■ **Source text**:
****************

Book donation enriches student education
On behalf of Kenai Peninsula Borough School District Migrant Education, we would like to extend our sincere gratitude to Chris Story for his generous donation of his inspiring book, “The Backyard Millionaire: How to Create Wealth Where You Are With What You’ve Got!,” to some of our migrant students. This donation is a meaningful contribution to empowering these young individuals by providing them with valuable insights into financial literacy and personal growth.
Community members like Mr. Story play a pivotal role in supporting and guiding our youth. His contribution not only enriches our students’ understanding of building financial stability but also instills a growth mindset within themselves, regardless of their current circumstances. With such resources, we can help guide our students toward brighter futures, equipping them to make positive impacts on their lives and communities.

****************

■ **Prompt**: Copy the text about the book donation word for word, everything from "Community members like" down to "lives and communities.".

Records from a data collection:

****************

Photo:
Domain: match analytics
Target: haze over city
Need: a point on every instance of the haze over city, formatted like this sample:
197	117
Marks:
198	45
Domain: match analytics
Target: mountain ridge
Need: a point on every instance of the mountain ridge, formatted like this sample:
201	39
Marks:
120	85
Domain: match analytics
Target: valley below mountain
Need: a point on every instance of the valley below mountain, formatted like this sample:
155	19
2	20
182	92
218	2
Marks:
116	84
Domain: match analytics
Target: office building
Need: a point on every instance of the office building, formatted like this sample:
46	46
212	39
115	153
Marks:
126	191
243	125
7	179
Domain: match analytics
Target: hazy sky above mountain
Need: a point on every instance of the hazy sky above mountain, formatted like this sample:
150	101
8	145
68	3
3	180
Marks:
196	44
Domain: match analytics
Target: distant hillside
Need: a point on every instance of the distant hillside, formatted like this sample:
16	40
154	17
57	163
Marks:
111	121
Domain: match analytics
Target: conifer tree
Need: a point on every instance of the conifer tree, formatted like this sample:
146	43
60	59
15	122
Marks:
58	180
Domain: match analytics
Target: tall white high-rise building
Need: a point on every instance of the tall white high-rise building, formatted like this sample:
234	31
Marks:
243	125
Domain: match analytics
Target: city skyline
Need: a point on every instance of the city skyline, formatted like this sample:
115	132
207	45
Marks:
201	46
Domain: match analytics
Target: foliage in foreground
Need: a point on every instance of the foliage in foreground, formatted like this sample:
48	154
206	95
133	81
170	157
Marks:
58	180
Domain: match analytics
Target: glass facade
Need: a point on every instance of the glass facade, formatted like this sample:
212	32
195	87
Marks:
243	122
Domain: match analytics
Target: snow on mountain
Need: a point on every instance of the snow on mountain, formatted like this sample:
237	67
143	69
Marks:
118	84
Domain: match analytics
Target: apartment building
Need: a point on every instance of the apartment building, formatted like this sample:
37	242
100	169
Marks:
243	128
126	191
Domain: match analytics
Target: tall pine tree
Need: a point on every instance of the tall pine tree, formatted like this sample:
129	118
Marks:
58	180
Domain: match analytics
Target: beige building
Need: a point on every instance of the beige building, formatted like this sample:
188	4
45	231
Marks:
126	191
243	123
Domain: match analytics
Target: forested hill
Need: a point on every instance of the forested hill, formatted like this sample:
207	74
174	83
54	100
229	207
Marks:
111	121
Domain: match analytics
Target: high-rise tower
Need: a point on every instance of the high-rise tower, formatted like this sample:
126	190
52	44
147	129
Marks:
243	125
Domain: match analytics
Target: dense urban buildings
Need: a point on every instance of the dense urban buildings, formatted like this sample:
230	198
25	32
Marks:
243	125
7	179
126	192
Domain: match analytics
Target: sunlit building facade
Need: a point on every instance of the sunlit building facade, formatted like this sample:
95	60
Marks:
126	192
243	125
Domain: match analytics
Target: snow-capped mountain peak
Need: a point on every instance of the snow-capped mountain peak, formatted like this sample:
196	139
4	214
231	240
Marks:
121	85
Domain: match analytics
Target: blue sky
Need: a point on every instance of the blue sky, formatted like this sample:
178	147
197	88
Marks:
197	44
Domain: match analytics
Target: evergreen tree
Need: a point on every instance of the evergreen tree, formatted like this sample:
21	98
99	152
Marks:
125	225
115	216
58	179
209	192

****************

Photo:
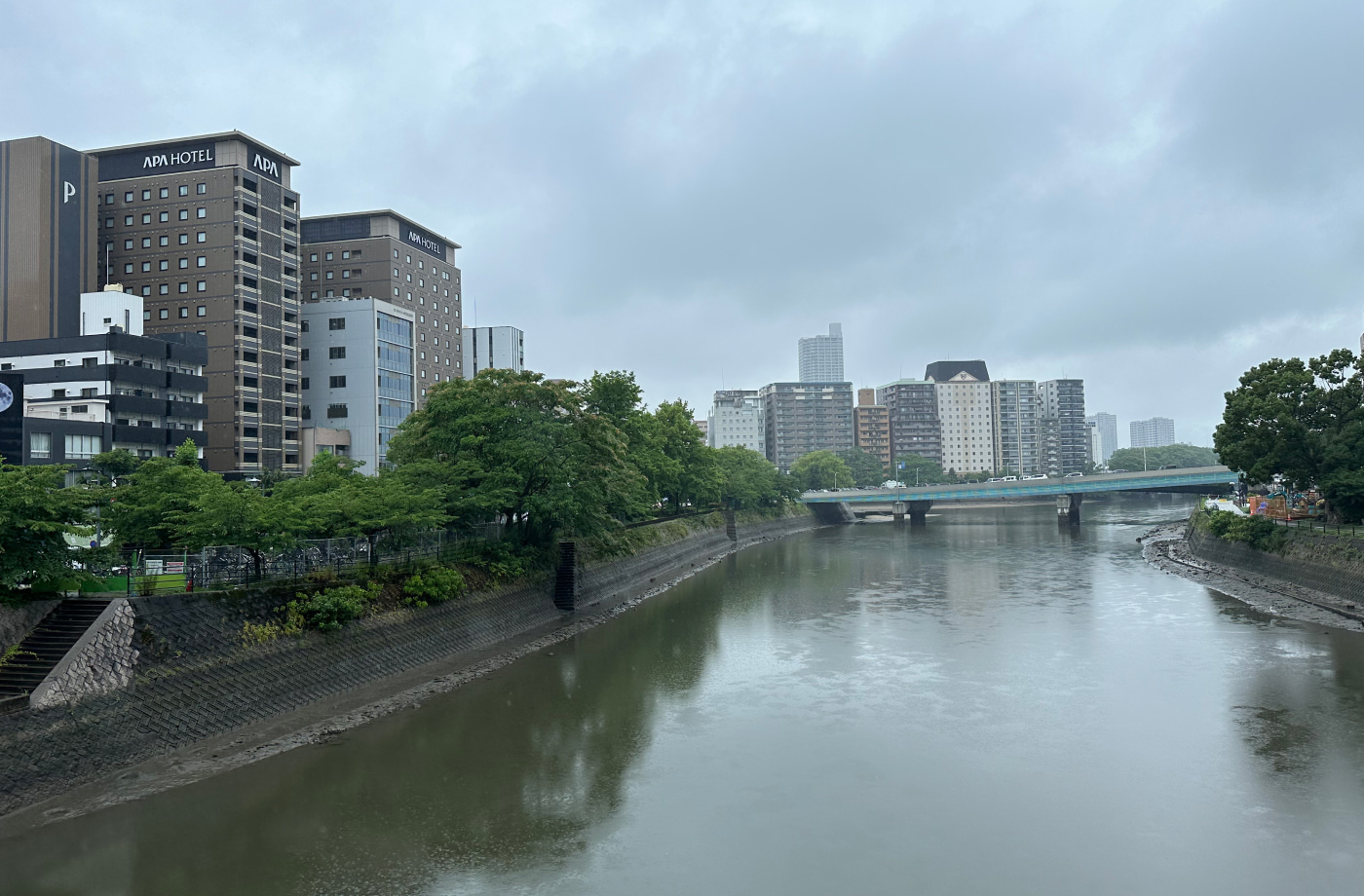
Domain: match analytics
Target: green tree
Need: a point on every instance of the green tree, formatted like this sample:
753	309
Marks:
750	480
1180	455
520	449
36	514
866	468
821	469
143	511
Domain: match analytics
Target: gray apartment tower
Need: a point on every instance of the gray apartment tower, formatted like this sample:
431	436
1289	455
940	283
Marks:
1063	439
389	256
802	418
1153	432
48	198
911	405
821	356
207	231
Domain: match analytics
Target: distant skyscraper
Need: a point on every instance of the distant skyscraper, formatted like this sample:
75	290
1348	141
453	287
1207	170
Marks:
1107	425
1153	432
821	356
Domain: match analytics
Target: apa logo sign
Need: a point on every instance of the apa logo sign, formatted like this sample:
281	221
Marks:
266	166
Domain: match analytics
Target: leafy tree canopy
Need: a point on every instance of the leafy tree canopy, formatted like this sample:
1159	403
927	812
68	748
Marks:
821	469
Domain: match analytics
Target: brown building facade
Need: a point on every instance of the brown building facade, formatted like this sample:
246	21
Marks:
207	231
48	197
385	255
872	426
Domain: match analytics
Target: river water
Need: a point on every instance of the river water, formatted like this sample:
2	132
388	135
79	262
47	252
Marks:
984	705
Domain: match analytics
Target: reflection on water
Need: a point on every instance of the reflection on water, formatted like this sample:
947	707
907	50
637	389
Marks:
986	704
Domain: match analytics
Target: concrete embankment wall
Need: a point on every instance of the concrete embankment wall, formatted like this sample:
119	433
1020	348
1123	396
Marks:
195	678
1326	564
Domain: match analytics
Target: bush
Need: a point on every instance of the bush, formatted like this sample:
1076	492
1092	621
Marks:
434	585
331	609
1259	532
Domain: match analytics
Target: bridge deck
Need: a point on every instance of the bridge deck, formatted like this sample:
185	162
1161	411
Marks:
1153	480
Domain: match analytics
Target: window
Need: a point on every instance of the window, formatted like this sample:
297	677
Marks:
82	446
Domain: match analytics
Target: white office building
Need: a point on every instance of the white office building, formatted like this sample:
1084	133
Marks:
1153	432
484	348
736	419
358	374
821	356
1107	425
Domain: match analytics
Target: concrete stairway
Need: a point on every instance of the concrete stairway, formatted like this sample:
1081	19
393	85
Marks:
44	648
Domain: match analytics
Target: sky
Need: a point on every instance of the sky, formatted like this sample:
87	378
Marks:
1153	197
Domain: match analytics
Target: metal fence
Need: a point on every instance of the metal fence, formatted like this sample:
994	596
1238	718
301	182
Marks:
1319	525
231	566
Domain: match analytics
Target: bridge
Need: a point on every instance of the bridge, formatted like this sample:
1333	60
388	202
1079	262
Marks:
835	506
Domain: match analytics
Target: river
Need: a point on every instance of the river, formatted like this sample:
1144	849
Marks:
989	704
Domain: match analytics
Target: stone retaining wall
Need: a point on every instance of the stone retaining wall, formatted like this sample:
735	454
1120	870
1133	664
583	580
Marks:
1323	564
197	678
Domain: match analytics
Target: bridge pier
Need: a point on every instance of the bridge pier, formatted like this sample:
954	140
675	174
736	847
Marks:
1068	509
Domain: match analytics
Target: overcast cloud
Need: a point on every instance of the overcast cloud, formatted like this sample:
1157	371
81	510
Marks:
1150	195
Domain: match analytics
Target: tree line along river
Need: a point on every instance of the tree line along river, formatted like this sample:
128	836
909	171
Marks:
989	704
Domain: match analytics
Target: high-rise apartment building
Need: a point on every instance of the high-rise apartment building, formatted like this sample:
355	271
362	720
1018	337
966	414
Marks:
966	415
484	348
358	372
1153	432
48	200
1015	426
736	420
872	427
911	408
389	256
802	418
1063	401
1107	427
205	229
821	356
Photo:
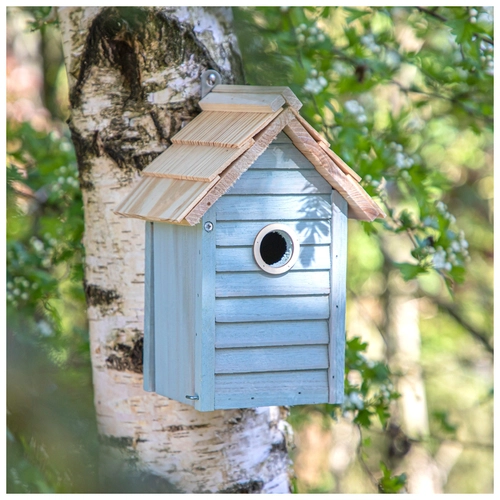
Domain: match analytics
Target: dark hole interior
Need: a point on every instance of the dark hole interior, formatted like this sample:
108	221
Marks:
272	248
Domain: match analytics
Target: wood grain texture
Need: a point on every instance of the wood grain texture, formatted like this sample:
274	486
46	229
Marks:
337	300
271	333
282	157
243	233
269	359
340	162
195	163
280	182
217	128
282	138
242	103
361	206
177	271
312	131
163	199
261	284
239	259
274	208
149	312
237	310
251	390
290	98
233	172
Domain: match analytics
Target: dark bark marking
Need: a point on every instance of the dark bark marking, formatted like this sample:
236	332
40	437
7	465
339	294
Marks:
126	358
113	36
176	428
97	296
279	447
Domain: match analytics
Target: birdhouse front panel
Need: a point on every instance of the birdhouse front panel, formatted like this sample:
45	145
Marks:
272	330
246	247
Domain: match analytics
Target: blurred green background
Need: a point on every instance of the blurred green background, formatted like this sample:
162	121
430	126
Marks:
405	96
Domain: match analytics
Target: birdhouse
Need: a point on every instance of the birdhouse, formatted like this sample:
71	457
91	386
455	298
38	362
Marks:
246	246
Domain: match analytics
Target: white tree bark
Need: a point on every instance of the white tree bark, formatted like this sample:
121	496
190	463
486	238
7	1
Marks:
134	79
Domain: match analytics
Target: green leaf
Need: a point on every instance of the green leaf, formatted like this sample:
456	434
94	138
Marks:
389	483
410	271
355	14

****************

■ **Finished task**:
Community members like Mr. Story play a pivotal role in supporting and guiding our youth. His contribution not only enriches our students’ understanding of building financial stability but also instills a growth mindset within themselves, regardless of their current circumstances. With such resources, we can help guide our students toward brighter futures, equipping them to make positive impacts on their lives and communities.